===== Teks Bacaan =====
Oleh : Cecep Anang Hardian
Barak militer bukan tempat rehabilitasi untuk pegawai negeri yang malas dan kehilangan arah. Ia bukan panti cuci piring kotor akibat sistem sipil yang enggan membenahi diri. Barak adalah tempat para profesional bersumpah setia pada republik, bukan tempat penitipan pegawai yang bosan ikut rapat dan tidak tahu cara menyalakan komputer.
Usulan Gubernur Jawa Barat, Dedi Mulyadi, agar ASN yang malas dikirim ke barak militer, terdengar seperti guyonan, tapi justru menyentuh persoalan yang lebih dalam: krisis tanggung jawab di tubuh negara.
=====
# Tugas Tertulis 1:
Kumpulkan semua baris catatan yang memuat kata "towel". Perbedaan huruf besar dan kecil harus diperhatikan.
===== Data Latihan Ini =====
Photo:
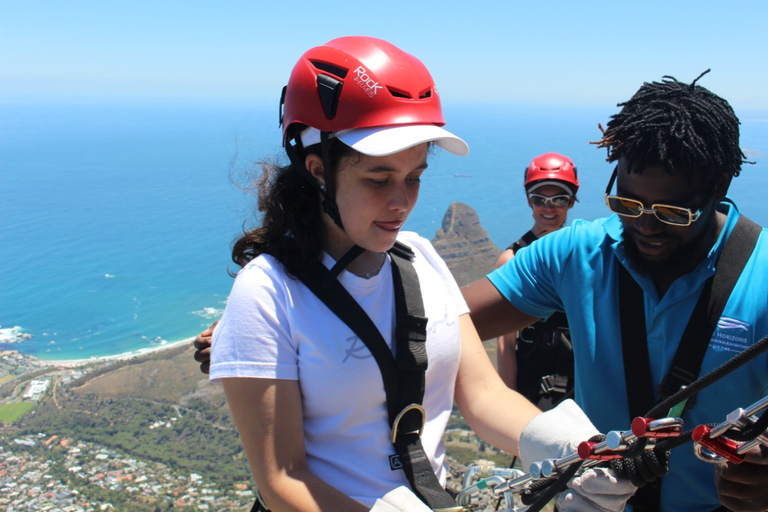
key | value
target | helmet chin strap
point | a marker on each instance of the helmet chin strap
(329, 194)
(294, 151)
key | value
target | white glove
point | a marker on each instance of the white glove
(557, 433)
(400, 499)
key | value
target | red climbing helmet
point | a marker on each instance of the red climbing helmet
(551, 169)
(359, 82)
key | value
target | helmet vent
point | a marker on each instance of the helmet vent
(398, 94)
(330, 68)
(329, 90)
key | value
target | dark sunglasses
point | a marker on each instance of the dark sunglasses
(555, 201)
(668, 214)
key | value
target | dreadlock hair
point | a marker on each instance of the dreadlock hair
(289, 202)
(682, 127)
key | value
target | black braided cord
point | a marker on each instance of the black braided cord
(641, 465)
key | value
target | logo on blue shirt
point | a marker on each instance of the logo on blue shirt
(732, 335)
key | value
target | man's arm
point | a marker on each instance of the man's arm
(492, 314)
(742, 487)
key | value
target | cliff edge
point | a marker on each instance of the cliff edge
(465, 245)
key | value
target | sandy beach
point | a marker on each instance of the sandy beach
(68, 363)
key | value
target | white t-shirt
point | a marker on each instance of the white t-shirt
(274, 327)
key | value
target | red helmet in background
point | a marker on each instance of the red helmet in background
(552, 167)
(358, 82)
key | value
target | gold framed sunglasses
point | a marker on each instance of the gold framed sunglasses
(668, 214)
(559, 201)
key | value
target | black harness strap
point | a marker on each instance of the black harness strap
(403, 377)
(689, 355)
(525, 240)
(736, 252)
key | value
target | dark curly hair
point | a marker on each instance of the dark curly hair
(289, 202)
(682, 127)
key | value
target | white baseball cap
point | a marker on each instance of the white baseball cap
(387, 140)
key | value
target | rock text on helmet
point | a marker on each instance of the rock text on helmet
(366, 83)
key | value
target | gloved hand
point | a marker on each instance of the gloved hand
(400, 499)
(557, 433)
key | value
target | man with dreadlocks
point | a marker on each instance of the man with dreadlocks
(630, 284)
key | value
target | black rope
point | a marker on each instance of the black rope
(642, 466)
(660, 410)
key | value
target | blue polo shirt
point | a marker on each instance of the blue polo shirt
(575, 269)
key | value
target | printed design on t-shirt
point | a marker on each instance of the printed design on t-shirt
(731, 335)
(356, 349)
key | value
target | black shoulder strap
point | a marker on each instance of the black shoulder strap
(686, 365)
(526, 239)
(634, 345)
(689, 355)
(693, 345)
(404, 376)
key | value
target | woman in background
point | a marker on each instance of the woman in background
(538, 361)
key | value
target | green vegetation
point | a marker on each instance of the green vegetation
(13, 411)
(201, 440)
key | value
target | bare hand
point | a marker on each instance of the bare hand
(203, 345)
(742, 487)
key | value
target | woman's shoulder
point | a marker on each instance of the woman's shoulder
(262, 270)
(417, 243)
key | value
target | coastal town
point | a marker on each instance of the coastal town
(48, 471)
(31, 479)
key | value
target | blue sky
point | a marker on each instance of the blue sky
(574, 52)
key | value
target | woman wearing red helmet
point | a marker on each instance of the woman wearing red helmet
(335, 313)
(538, 361)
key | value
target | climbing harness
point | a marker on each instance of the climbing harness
(544, 354)
(641, 453)
(404, 376)
(689, 355)
(648, 436)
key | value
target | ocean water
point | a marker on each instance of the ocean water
(116, 220)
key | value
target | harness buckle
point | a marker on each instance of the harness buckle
(406, 410)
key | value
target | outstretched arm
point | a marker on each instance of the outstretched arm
(742, 487)
(492, 314)
(202, 345)
(493, 411)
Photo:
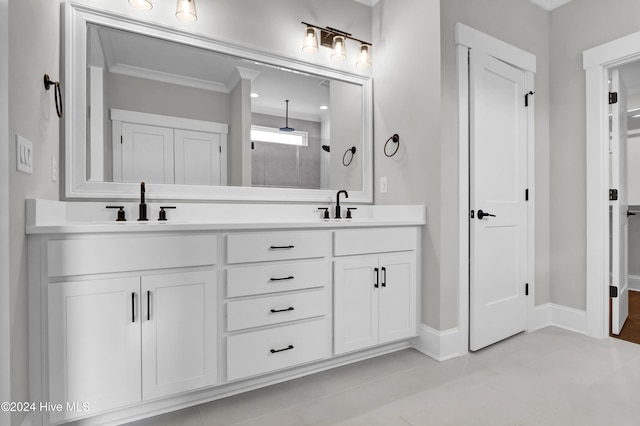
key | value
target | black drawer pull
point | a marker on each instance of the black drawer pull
(290, 277)
(384, 277)
(288, 348)
(275, 311)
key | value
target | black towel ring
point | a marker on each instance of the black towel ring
(395, 139)
(58, 94)
(351, 150)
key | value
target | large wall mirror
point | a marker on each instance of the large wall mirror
(198, 119)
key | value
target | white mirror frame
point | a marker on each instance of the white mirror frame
(78, 16)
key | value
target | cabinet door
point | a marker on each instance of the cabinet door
(397, 308)
(147, 154)
(197, 157)
(179, 332)
(355, 303)
(94, 345)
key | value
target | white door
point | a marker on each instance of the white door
(94, 345)
(619, 228)
(356, 292)
(147, 154)
(179, 333)
(197, 158)
(498, 180)
(397, 301)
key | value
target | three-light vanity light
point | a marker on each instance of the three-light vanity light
(336, 40)
(185, 9)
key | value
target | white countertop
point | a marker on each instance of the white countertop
(58, 217)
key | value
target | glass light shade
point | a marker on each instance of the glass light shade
(364, 60)
(310, 43)
(186, 11)
(339, 50)
(142, 4)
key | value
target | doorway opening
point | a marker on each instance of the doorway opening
(600, 63)
(519, 285)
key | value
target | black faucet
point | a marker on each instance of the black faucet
(342, 191)
(142, 216)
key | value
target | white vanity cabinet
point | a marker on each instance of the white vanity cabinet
(122, 327)
(374, 287)
(278, 301)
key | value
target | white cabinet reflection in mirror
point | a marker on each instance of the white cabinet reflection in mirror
(161, 149)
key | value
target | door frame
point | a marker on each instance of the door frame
(468, 38)
(597, 62)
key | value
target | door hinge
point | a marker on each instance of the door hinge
(526, 98)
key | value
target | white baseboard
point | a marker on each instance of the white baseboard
(634, 282)
(448, 344)
(440, 345)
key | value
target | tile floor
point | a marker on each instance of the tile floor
(550, 377)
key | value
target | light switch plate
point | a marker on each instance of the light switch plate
(24, 155)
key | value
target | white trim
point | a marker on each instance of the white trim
(76, 185)
(439, 345)
(634, 282)
(5, 305)
(597, 62)
(469, 38)
(168, 121)
(550, 314)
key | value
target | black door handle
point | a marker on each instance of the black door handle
(482, 214)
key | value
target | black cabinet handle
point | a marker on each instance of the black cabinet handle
(290, 277)
(288, 348)
(384, 276)
(482, 214)
(275, 311)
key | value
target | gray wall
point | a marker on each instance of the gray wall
(5, 298)
(528, 31)
(34, 49)
(406, 79)
(575, 27)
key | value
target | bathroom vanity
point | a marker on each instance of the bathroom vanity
(132, 319)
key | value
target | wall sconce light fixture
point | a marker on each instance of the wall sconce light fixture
(336, 41)
(185, 9)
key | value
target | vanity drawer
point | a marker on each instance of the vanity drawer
=====
# Tugas Tertulis 2:
Teruskan tulisan tentang usulan pengiriman ASN malas ke barak militer, dimulai setelah kalimat terakhir yang tercantum.

# Hasil Tugas 1:
target | black towel ring
point | a marker on each instance of the black towel ring

# Hasil Tugas 2:
Dalam negara yang terus berlari tanpa arah, sipil dan militer kini berdiri di simpang jalan, saling tunjuk, saling lempar beban, seolah dua saudara yang sama-sama lupa bahwa rumah yang terbakar tak akan padam hanya dengan menyalahkan satu sama lain.
Apa yang membuat seseorang malas di lingkungan birokrasi? Apakah karena mereka kurang tidur? Atau karena setiap inovasi dibentur prosedur? Mungkin bukan malas, tapi lelah. Lelah menghadapi sistem yang tidak memberi ruang untuk berkembang. Lelah karena atasan sibuk mempertahankan jabatan, bukan memperjuangkan keadilan.
Mengapa disiplin selalu harus dicari di luar diri? Mengapa selalu berharap militer datang sebagai penyelamat—seperti superhero dengan seragam loreng dan sepatu bot?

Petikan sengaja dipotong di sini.